***** Extrait de départ

Lorsque j’avais quinze ou seize ans, je possédais un enregistreur de cassettes portable ainsi qu’un piano. De ce fait, je réalisais mes propres concerts à la maison. Ça ressemblait un peu à « Bienvenue au Mauro Remiddi show ! », comme une sorte d’émission de radio. A certains moments je faisais des improvisations au piano, à d’autres j’imitais des chanteurs que j’entendais à la radio, à d’autres moments je jouais juste des disques. Je faisais vraiment comme si je passais en direct à la radio.

Tu as fait ça pendant longtemps ?

Je pense que j’ai procédé ainsi pendant deux ou trois ans. J’ai continué à faire ça avec le temps mais au lieu que ce soit une émission de radio, j’ai travaillé mes propres chansons. Tout simplement parce que je ne trouvais pas les chansons que j’aime à la radio (rires).

Avant de sortir ce premier album, tu as pondu pas mal de singles et EPs sur différents formats : 45 tours, maxi vinyle, cassette... C’était important pour toi de sortir tes chansons de cette manière ?

**********
***** Support de travail

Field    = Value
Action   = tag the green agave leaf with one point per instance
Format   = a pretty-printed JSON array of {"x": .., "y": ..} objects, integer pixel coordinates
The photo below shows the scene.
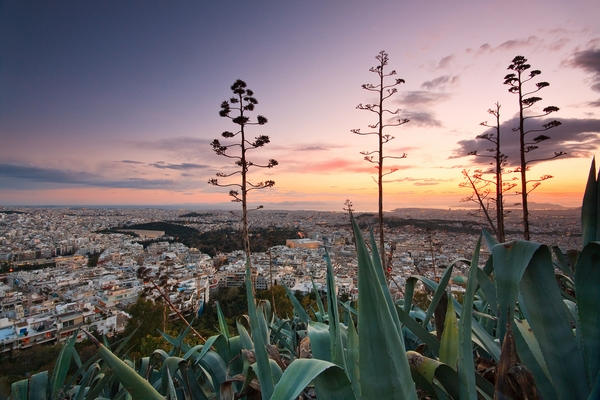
[
  {"x": 336, "y": 346},
  {"x": 352, "y": 357},
  {"x": 409, "y": 292},
  {"x": 439, "y": 291},
  {"x": 423, "y": 334},
  {"x": 589, "y": 207},
  {"x": 62, "y": 366},
  {"x": 433, "y": 370},
  {"x": 245, "y": 339},
  {"x": 135, "y": 384},
  {"x": 19, "y": 390},
  {"x": 320, "y": 342},
  {"x": 482, "y": 337},
  {"x": 529, "y": 351},
  {"x": 466, "y": 367},
  {"x": 223, "y": 328},
  {"x": 546, "y": 312},
  {"x": 587, "y": 283},
  {"x": 321, "y": 315},
  {"x": 263, "y": 370},
  {"x": 330, "y": 380},
  {"x": 384, "y": 370},
  {"x": 176, "y": 342},
  {"x": 449, "y": 340},
  {"x": 302, "y": 314},
  {"x": 86, "y": 380},
  {"x": 510, "y": 261},
  {"x": 490, "y": 241}
]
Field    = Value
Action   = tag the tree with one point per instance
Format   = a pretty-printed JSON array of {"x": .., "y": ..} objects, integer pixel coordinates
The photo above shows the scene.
[
  {"x": 241, "y": 103},
  {"x": 377, "y": 157},
  {"x": 516, "y": 81},
  {"x": 481, "y": 185}
]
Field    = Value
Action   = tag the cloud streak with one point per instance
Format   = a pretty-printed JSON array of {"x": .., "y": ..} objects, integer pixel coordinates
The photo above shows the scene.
[
  {"x": 578, "y": 137},
  {"x": 60, "y": 178}
]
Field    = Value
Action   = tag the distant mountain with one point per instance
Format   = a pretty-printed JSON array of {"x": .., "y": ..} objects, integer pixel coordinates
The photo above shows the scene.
[{"x": 532, "y": 206}]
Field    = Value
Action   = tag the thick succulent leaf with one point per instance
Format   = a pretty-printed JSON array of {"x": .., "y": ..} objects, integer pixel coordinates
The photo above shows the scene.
[
  {"x": 531, "y": 356},
  {"x": 321, "y": 314},
  {"x": 546, "y": 312},
  {"x": 510, "y": 261},
  {"x": 439, "y": 292},
  {"x": 587, "y": 283},
  {"x": 417, "y": 329},
  {"x": 384, "y": 370},
  {"x": 449, "y": 340},
  {"x": 335, "y": 335},
  {"x": 223, "y": 327},
  {"x": 330, "y": 380},
  {"x": 61, "y": 367},
  {"x": 320, "y": 343},
  {"x": 433, "y": 370},
  {"x": 135, "y": 384},
  {"x": 352, "y": 357},
  {"x": 300, "y": 311},
  {"x": 466, "y": 367},
  {"x": 589, "y": 208},
  {"x": 490, "y": 241},
  {"x": 263, "y": 369}
]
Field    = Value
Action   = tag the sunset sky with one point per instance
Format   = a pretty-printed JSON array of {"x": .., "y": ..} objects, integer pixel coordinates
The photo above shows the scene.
[{"x": 116, "y": 102}]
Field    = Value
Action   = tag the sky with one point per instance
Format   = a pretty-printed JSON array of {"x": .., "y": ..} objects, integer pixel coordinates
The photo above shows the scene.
[{"x": 117, "y": 102}]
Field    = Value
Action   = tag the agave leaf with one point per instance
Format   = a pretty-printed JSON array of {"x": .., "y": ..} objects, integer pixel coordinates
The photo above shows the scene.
[
  {"x": 263, "y": 370},
  {"x": 423, "y": 334},
  {"x": 587, "y": 282},
  {"x": 490, "y": 241},
  {"x": 482, "y": 337},
  {"x": 449, "y": 341},
  {"x": 432, "y": 370},
  {"x": 176, "y": 342},
  {"x": 62, "y": 366},
  {"x": 245, "y": 339},
  {"x": 223, "y": 328},
  {"x": 352, "y": 358},
  {"x": 321, "y": 314},
  {"x": 320, "y": 342},
  {"x": 330, "y": 380},
  {"x": 530, "y": 354},
  {"x": 336, "y": 346},
  {"x": 297, "y": 306},
  {"x": 510, "y": 261},
  {"x": 135, "y": 384},
  {"x": 466, "y": 367},
  {"x": 547, "y": 314},
  {"x": 190, "y": 383},
  {"x": 384, "y": 370},
  {"x": 439, "y": 292},
  {"x": 86, "y": 380},
  {"x": 589, "y": 207},
  {"x": 409, "y": 291}
]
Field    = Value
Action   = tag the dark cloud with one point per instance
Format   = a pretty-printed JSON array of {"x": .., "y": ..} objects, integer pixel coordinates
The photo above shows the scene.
[
  {"x": 421, "y": 119},
  {"x": 577, "y": 137},
  {"x": 441, "y": 82},
  {"x": 58, "y": 178},
  {"x": 314, "y": 148},
  {"x": 518, "y": 43},
  {"x": 446, "y": 61},
  {"x": 421, "y": 97},
  {"x": 589, "y": 61},
  {"x": 179, "y": 167},
  {"x": 131, "y": 162},
  {"x": 423, "y": 181}
]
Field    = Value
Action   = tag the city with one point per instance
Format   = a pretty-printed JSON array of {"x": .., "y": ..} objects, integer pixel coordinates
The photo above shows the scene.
[{"x": 60, "y": 274}]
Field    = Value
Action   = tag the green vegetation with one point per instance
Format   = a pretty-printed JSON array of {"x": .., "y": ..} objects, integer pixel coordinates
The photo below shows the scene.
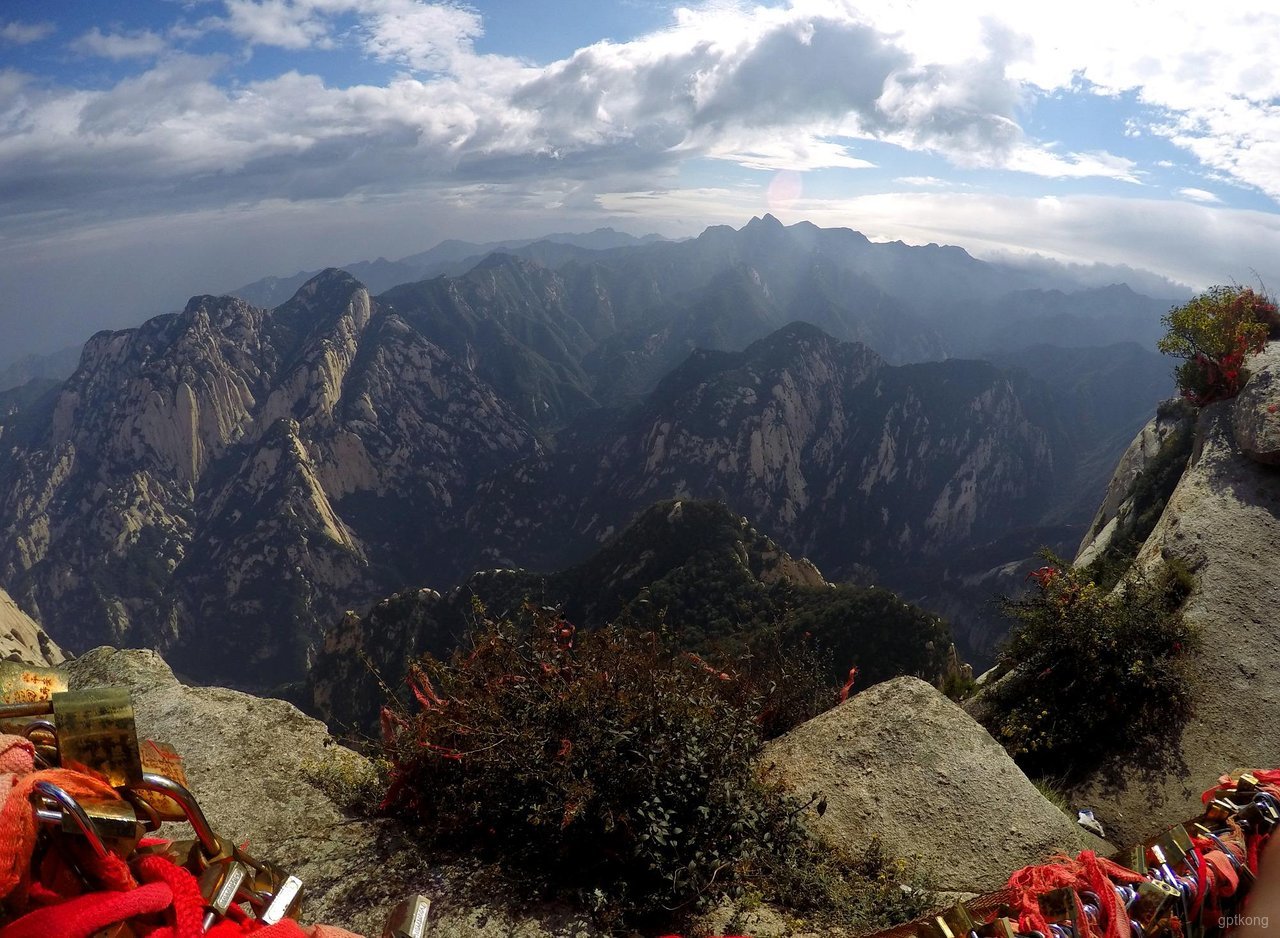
[
  {"x": 722, "y": 588},
  {"x": 613, "y": 768},
  {"x": 1093, "y": 673},
  {"x": 351, "y": 782},
  {"x": 1214, "y": 333}
]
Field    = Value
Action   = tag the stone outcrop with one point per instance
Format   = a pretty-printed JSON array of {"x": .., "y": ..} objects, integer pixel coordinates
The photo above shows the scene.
[
  {"x": 22, "y": 639},
  {"x": 903, "y": 763},
  {"x": 251, "y": 764},
  {"x": 1115, "y": 513},
  {"x": 254, "y": 471},
  {"x": 1256, "y": 412},
  {"x": 1223, "y": 522},
  {"x": 224, "y": 483}
]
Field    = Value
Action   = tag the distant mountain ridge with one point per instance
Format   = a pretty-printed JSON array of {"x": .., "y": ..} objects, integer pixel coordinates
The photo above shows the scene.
[
  {"x": 266, "y": 470},
  {"x": 451, "y": 256},
  {"x": 694, "y": 568}
]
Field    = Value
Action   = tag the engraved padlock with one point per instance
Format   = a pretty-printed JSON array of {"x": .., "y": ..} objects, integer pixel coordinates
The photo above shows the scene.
[
  {"x": 96, "y": 730},
  {"x": 219, "y": 884},
  {"x": 284, "y": 902},
  {"x": 408, "y": 919}
]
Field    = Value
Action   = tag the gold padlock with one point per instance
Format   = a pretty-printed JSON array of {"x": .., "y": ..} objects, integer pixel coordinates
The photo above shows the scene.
[
  {"x": 161, "y": 759},
  {"x": 96, "y": 730}
]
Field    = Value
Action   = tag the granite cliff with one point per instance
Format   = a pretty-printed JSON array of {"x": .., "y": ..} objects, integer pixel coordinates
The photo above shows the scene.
[
  {"x": 225, "y": 483},
  {"x": 1223, "y": 524}
]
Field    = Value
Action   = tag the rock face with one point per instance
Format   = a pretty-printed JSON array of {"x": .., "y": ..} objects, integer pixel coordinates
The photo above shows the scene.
[
  {"x": 1116, "y": 515},
  {"x": 22, "y": 639},
  {"x": 1223, "y": 522},
  {"x": 224, "y": 483},
  {"x": 248, "y": 762},
  {"x": 1256, "y": 412},
  {"x": 251, "y": 471},
  {"x": 718, "y": 584},
  {"x": 903, "y": 763}
]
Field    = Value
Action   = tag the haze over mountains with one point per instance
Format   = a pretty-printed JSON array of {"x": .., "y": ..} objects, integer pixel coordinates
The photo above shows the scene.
[{"x": 225, "y": 481}]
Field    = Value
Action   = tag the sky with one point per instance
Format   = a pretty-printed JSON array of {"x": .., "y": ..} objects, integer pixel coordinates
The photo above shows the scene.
[{"x": 152, "y": 150}]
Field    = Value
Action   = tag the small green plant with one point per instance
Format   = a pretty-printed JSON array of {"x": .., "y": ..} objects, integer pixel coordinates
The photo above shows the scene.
[
  {"x": 606, "y": 765},
  {"x": 1093, "y": 675},
  {"x": 352, "y": 782},
  {"x": 1214, "y": 333}
]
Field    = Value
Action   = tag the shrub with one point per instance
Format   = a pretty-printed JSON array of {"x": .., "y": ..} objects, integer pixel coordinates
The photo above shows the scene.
[
  {"x": 606, "y": 765},
  {"x": 1214, "y": 333},
  {"x": 1093, "y": 675}
]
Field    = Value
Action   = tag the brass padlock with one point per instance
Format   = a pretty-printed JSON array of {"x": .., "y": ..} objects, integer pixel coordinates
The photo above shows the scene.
[
  {"x": 219, "y": 884},
  {"x": 96, "y": 730},
  {"x": 408, "y": 919},
  {"x": 161, "y": 759}
]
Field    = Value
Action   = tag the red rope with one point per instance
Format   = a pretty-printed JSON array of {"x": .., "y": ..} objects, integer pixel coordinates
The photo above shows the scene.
[{"x": 83, "y": 915}]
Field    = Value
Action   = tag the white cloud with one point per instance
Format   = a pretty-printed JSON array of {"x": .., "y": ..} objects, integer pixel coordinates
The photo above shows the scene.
[
  {"x": 18, "y": 33},
  {"x": 1043, "y": 161},
  {"x": 282, "y": 23},
  {"x": 1208, "y": 73},
  {"x": 1198, "y": 195},
  {"x": 1183, "y": 241},
  {"x": 142, "y": 44},
  {"x": 789, "y": 88},
  {"x": 426, "y": 37}
]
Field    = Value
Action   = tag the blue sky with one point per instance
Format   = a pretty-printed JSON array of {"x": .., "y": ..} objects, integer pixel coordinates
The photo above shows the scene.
[{"x": 151, "y": 150}]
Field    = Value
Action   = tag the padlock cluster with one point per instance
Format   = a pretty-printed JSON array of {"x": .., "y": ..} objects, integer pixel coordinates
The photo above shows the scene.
[
  {"x": 97, "y": 799},
  {"x": 1189, "y": 882}
]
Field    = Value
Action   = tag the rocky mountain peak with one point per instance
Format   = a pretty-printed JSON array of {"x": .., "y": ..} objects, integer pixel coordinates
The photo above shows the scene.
[{"x": 1223, "y": 524}]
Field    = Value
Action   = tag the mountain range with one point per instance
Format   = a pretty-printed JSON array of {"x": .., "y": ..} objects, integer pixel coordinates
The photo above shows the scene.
[{"x": 227, "y": 481}]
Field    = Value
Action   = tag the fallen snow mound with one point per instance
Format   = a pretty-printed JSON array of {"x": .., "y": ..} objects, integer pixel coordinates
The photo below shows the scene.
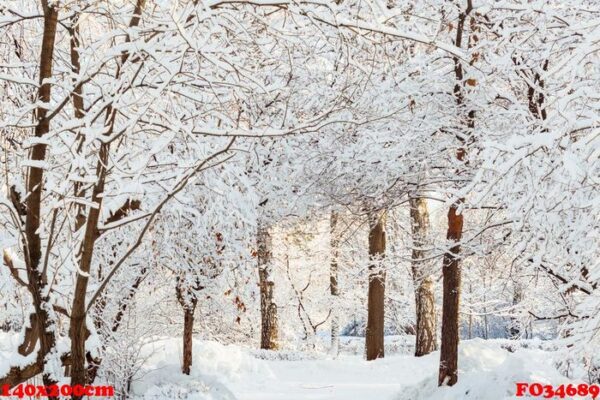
[
  {"x": 487, "y": 371},
  {"x": 214, "y": 367}
]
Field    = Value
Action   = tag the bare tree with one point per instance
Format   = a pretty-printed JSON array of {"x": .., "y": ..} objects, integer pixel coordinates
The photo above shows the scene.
[
  {"x": 426, "y": 338},
  {"x": 374, "y": 344}
]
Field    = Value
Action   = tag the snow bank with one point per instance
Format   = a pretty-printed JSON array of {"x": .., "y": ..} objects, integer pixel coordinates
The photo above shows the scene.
[{"x": 487, "y": 371}]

**********

**Travail à faire**.
#1 Relevez tous les formats que l'extrait d'entretien cite pour la sortie des singles et EPs.
#2 Indiquez combien de lignes des enregistrements contiennent la chaîne "padlock", en respectant la casse, et donnez seulement ce nombre.
L'extrait et les enregistrements ne proviennent pas de la même source.

**Réponses par tâche**.
#1 45 tours, maxi vinyle, cassette

#2 4